--- TEXT SHOWN ---

>> Start

Region: us1 (United States), eu1 (Europe), or au1 (Australia/Asia-Pacific).

These credentials are required for the Helm deployment in Phase 4. Store them securely. For details, read Create a .

Required tools

Ensure these tools are installed and configured on your deployment workstation:

Terraform 1.0+ for infrastructure provisioning.
Google Cloud SDK (gcloud) configured with credentials (gcloud auth application-default login).
gke-gcloud-auth-plugin for kubectl authentication to GKE.
kubectl for Kubernetes cluster management.
Helm 3.x for application deployment.

Verify prerequisites:

# Verify Google Cloud authentication
gcloud auth list
gcloud config get-value project

# Verify tool versions
terraform --version
kubectl version --client
helm version
gke-gcloud-auth-plugin --version

Architecture decision points

Before deploying, make these key architectural decisions.

>> End

--- INFORMATION SUPPLIED ---
>> Start

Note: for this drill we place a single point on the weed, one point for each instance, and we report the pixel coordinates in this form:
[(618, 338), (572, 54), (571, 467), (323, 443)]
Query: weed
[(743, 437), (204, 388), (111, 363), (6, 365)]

>> End

--- WHAT IS EXPECTED ---
Name every tool that the deployment prerequisites text says must be installed and configured on the deployment workstation.

--- ANSWER TO THE EXERCISE ---
- Terraform 1.0+
- Google Cloud SDK (gcloud)
- gke-gcloud-auth-plugin
- kubectl
- Helm 3.x